TASK BRIEF = Count how many lines in the entries below hold the string "cycling", and respond with that number only.

Referring expression data:
-*-

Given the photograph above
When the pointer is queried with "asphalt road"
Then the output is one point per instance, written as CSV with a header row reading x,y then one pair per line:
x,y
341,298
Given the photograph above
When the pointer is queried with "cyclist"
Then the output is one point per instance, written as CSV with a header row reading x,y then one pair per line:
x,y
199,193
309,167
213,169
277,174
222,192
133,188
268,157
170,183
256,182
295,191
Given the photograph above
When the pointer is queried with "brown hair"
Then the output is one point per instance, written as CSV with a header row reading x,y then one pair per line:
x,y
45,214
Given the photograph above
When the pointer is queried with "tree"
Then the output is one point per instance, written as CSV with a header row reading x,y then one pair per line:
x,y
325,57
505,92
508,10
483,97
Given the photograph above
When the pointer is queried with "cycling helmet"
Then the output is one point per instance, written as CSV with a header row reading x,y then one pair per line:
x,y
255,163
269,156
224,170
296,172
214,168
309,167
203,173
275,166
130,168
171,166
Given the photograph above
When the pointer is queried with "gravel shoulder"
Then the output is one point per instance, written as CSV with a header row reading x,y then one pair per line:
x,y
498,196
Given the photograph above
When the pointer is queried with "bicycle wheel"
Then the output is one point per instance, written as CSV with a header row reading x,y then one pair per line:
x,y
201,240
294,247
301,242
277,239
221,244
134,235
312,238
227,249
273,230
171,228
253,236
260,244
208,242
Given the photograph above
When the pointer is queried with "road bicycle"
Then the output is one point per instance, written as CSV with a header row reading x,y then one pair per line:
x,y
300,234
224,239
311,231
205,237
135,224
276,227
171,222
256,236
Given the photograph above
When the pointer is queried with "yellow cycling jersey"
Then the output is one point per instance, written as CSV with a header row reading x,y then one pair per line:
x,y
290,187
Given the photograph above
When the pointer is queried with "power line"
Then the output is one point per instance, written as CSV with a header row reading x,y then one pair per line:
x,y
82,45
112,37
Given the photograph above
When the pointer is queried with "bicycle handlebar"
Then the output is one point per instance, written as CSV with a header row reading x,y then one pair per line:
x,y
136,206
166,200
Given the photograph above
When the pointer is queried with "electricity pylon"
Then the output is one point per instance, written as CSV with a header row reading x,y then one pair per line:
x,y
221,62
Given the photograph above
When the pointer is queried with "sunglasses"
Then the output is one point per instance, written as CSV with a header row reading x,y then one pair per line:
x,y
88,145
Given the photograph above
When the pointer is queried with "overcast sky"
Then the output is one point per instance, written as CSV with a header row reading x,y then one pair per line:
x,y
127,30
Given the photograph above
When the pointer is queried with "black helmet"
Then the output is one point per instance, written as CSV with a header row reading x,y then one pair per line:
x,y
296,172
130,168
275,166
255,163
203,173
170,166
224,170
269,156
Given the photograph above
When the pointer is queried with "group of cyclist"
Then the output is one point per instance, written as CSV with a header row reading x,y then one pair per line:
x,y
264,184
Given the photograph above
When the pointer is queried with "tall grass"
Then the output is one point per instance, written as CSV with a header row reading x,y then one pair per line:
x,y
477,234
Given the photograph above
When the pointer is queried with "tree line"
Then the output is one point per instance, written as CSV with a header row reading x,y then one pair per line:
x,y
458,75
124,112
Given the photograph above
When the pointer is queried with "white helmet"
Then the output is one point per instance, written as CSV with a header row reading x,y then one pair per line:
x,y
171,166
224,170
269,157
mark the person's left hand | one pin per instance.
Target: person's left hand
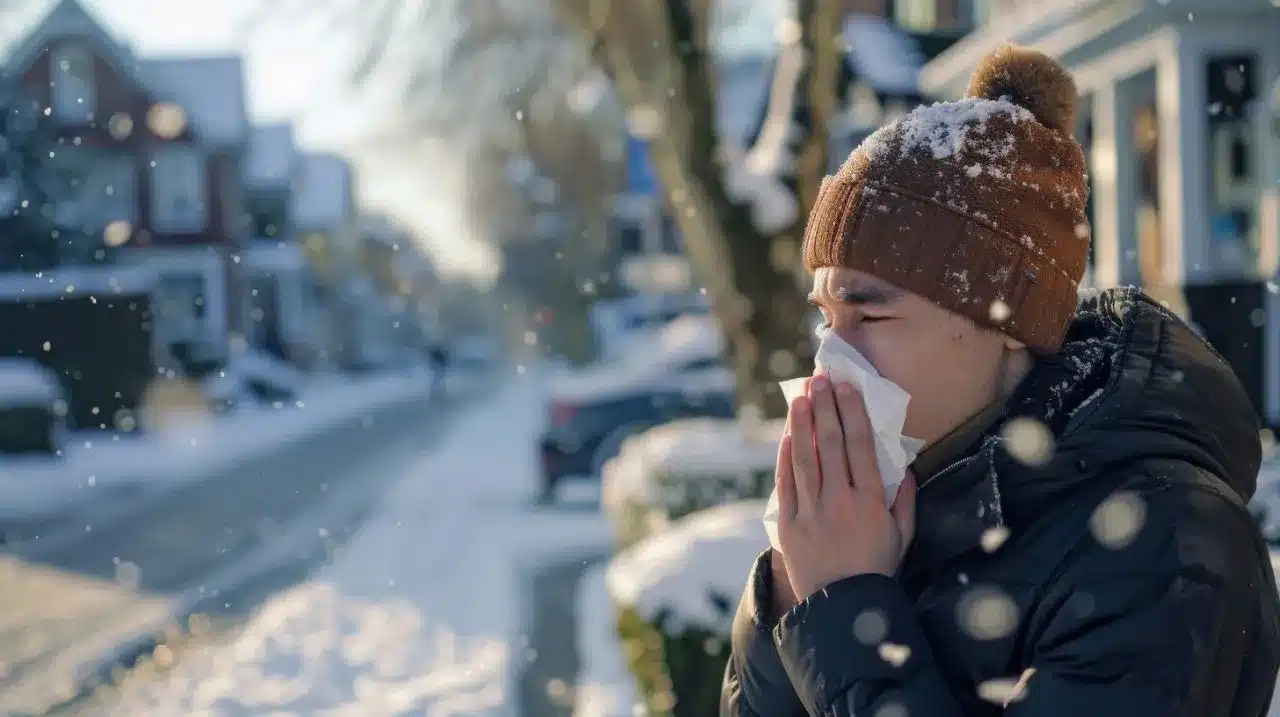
(832, 519)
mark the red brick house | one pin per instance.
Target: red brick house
(155, 154)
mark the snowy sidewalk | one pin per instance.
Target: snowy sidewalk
(421, 613)
(92, 462)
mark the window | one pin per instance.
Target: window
(178, 185)
(72, 80)
(977, 13)
(919, 16)
(702, 364)
(1234, 186)
(181, 307)
(110, 192)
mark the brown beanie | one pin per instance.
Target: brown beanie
(977, 205)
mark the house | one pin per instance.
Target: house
(284, 293)
(1184, 154)
(406, 279)
(324, 217)
(154, 156)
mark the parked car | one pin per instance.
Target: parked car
(681, 374)
(32, 409)
(252, 377)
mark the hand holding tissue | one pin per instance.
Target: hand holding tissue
(886, 409)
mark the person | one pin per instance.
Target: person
(1074, 537)
(438, 355)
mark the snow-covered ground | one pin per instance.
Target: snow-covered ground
(204, 447)
(688, 572)
(421, 613)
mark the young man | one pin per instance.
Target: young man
(1074, 540)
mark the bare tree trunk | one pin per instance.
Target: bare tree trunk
(659, 59)
(766, 315)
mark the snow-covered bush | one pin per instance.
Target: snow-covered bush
(676, 593)
(685, 466)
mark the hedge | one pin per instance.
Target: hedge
(676, 593)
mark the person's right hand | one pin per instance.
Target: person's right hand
(784, 596)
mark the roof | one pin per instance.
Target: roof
(68, 18)
(211, 91)
(272, 158)
(323, 193)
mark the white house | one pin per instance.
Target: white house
(286, 298)
(154, 164)
(1179, 122)
(324, 214)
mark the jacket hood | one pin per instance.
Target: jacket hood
(1133, 382)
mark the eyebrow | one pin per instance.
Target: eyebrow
(863, 296)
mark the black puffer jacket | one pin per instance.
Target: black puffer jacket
(1130, 580)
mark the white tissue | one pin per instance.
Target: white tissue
(886, 407)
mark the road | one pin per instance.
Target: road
(71, 597)
(548, 681)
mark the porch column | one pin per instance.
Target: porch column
(1114, 185)
(1180, 94)
(1267, 141)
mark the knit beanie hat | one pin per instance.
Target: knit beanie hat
(977, 205)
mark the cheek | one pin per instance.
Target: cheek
(940, 368)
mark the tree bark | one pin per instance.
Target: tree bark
(752, 278)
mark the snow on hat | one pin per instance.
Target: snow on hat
(977, 205)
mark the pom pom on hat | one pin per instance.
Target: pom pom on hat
(1029, 80)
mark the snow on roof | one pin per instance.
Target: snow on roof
(273, 256)
(68, 18)
(694, 571)
(210, 90)
(77, 282)
(650, 356)
(272, 156)
(695, 334)
(883, 55)
(323, 193)
(24, 382)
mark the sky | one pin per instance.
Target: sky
(297, 71)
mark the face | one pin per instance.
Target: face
(951, 368)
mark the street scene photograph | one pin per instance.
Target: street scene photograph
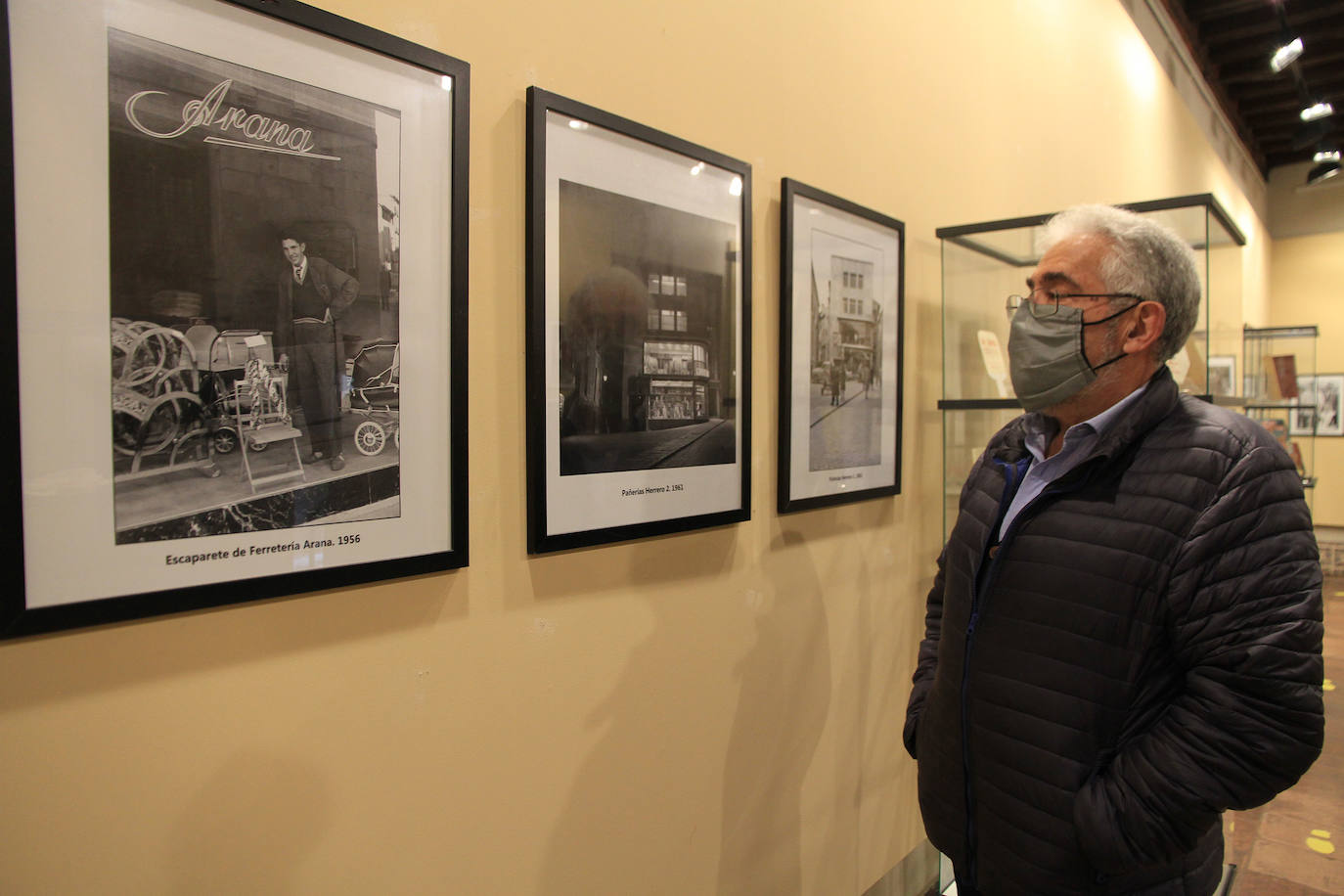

-*-

RESPONSE = 2